**Task prompt**
Among the entries that follow, find every line with the word "bird" and list it.

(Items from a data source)
* * * *
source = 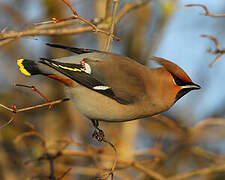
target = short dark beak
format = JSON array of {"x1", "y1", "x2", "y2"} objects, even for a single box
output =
[
  {"x1": 191, "y1": 82, "x2": 201, "y2": 90},
  {"x1": 175, "y1": 82, "x2": 201, "y2": 102},
  {"x1": 181, "y1": 82, "x2": 201, "y2": 90}
]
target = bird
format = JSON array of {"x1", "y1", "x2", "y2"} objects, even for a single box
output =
[{"x1": 17, "y1": 43, "x2": 200, "y2": 140}]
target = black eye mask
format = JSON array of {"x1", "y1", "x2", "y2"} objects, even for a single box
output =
[{"x1": 171, "y1": 73, "x2": 200, "y2": 102}]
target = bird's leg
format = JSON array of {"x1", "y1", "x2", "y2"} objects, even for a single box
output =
[{"x1": 91, "y1": 120, "x2": 105, "y2": 142}]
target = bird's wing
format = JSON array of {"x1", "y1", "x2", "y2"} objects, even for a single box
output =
[
  {"x1": 40, "y1": 51, "x2": 146, "y2": 104},
  {"x1": 46, "y1": 43, "x2": 102, "y2": 54}
]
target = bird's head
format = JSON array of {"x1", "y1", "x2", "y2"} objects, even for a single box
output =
[{"x1": 151, "y1": 57, "x2": 201, "y2": 105}]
* * * *
**Response**
target = bird
target = bird's leg
target = bird's wing
target = bird's head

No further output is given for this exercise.